:: Recorded data ::

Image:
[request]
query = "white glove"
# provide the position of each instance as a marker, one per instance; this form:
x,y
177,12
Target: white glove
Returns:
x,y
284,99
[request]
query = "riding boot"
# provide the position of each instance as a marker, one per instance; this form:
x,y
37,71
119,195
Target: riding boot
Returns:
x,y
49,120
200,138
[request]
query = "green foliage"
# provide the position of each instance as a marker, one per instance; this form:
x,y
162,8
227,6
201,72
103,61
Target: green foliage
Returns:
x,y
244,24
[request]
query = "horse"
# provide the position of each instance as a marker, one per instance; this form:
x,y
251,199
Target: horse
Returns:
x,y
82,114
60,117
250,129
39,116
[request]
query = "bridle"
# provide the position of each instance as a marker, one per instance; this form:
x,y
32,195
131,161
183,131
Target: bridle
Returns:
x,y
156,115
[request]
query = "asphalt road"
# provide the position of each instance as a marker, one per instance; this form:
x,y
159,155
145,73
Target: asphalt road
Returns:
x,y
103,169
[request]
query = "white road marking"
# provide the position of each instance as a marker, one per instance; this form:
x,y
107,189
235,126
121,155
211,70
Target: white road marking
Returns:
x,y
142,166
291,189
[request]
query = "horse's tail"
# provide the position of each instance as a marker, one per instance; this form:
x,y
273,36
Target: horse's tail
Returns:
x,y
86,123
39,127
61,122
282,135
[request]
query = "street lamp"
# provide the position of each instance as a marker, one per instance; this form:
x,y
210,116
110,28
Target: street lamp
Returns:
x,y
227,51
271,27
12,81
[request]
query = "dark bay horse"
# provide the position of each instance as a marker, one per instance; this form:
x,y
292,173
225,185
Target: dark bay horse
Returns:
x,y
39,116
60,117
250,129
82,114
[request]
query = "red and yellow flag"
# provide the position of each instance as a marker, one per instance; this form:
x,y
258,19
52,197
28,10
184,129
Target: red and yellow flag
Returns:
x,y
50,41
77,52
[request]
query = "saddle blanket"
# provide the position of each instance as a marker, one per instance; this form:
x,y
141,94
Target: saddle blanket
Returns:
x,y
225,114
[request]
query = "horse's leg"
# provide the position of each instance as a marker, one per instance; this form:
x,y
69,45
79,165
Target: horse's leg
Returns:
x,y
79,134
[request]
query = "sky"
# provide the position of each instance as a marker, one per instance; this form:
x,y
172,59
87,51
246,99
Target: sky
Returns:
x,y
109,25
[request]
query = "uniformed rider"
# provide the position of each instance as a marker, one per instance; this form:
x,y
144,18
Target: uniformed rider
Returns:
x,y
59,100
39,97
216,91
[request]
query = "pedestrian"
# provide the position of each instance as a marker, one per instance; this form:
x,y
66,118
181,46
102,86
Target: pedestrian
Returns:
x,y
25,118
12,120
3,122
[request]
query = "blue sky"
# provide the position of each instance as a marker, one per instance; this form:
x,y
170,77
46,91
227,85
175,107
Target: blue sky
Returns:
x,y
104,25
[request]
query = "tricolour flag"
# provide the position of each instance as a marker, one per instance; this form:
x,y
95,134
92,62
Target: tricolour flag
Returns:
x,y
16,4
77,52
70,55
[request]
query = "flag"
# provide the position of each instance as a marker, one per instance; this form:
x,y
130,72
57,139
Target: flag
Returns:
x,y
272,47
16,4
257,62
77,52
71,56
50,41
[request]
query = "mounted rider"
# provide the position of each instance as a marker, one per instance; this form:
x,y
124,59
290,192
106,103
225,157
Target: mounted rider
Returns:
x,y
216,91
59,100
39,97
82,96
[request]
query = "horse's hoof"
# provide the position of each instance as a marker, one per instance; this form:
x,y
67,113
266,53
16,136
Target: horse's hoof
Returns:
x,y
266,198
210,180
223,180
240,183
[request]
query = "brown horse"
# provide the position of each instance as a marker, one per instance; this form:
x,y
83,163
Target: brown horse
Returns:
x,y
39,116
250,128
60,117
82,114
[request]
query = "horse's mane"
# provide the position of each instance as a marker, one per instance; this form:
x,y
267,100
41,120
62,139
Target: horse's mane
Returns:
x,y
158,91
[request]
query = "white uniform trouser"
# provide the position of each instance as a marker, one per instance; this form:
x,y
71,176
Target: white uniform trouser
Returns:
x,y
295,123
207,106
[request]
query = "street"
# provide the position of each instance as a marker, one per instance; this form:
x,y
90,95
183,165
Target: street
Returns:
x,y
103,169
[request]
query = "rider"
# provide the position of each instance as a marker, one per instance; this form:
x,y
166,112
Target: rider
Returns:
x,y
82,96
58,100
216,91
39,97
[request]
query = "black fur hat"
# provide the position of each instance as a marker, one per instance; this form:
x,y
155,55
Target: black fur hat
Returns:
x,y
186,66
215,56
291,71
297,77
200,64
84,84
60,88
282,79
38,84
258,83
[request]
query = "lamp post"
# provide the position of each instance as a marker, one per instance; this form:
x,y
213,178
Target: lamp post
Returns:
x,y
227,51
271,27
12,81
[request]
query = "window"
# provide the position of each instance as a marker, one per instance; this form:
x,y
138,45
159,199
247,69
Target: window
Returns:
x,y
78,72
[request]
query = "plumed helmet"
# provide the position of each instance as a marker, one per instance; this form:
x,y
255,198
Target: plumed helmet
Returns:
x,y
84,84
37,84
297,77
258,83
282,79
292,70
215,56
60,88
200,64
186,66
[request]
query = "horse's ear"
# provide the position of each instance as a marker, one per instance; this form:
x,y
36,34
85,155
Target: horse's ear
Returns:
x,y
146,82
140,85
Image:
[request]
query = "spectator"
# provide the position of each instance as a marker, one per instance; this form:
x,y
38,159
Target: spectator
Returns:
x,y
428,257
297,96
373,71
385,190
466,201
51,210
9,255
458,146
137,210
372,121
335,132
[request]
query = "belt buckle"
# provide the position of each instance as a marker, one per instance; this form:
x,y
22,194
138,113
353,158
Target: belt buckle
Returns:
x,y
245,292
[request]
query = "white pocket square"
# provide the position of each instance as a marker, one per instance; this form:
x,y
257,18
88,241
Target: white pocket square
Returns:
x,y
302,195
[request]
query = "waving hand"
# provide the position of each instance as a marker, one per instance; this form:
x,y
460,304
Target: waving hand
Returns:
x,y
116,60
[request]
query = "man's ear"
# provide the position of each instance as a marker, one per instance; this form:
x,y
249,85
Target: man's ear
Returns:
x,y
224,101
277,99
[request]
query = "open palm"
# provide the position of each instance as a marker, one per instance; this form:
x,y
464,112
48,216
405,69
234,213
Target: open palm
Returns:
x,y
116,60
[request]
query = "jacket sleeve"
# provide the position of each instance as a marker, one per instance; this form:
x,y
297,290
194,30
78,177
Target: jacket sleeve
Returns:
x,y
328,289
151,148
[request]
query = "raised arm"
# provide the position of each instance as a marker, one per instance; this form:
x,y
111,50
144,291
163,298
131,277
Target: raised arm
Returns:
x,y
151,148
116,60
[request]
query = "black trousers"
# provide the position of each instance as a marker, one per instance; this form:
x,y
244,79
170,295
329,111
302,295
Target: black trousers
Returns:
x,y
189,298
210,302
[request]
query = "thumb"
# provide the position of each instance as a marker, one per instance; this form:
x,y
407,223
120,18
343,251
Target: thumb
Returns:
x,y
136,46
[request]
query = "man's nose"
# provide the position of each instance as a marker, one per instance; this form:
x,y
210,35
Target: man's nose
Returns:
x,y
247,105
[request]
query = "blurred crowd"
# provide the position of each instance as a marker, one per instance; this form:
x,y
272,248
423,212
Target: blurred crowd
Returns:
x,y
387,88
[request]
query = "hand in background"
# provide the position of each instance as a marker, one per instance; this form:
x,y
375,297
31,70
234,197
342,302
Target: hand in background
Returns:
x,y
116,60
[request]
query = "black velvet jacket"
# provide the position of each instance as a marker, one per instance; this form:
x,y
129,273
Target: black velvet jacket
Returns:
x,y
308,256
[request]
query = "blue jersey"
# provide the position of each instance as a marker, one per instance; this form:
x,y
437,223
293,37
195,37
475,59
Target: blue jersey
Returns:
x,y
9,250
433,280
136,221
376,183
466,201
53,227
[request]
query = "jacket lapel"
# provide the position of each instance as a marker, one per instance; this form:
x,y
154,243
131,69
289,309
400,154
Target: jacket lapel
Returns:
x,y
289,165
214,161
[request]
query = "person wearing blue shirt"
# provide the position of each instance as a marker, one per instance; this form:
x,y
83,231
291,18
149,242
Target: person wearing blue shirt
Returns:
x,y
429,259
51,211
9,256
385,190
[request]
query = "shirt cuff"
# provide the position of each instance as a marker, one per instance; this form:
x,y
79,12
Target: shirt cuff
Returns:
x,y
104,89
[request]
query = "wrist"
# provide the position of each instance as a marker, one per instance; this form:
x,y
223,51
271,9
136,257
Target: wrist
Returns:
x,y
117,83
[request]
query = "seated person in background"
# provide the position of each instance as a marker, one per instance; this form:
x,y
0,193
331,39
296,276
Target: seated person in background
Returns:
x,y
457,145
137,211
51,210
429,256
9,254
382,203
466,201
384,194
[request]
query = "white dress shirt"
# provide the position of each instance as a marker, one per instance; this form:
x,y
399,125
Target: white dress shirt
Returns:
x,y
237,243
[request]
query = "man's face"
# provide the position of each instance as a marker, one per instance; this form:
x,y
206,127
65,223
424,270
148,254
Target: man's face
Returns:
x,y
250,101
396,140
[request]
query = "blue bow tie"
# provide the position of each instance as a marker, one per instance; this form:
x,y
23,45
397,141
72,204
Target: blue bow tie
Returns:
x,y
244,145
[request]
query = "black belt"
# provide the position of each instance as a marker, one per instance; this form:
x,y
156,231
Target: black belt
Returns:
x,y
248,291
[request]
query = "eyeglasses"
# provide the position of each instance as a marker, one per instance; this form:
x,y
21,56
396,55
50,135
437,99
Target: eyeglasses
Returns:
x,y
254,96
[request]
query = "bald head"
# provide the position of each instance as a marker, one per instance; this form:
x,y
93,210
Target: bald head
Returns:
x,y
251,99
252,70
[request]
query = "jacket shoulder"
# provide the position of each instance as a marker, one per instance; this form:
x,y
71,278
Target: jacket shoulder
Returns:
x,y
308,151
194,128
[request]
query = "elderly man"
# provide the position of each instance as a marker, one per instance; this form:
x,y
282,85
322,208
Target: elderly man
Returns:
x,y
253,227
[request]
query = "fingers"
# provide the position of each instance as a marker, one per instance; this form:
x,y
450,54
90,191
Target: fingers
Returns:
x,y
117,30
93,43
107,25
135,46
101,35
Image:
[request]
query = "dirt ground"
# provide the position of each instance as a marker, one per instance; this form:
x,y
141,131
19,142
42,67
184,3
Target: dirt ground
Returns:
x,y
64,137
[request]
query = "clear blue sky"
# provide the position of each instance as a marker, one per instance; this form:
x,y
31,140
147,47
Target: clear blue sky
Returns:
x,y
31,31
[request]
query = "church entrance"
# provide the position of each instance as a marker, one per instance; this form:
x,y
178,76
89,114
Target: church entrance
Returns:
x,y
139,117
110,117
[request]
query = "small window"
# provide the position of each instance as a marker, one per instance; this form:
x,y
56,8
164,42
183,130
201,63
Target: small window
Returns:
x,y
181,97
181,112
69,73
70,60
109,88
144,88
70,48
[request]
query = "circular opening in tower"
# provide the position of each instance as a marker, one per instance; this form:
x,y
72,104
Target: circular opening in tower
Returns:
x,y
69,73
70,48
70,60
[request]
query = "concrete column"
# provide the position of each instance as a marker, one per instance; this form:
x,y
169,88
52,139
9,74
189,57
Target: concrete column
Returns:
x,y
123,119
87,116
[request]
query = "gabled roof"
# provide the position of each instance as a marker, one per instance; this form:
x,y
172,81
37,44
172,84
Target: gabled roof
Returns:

:::

» **Problem description**
What lines in the data above carry "mane"? Return them all.

» **Response**
query = "horse's mane"
Target: horse's mane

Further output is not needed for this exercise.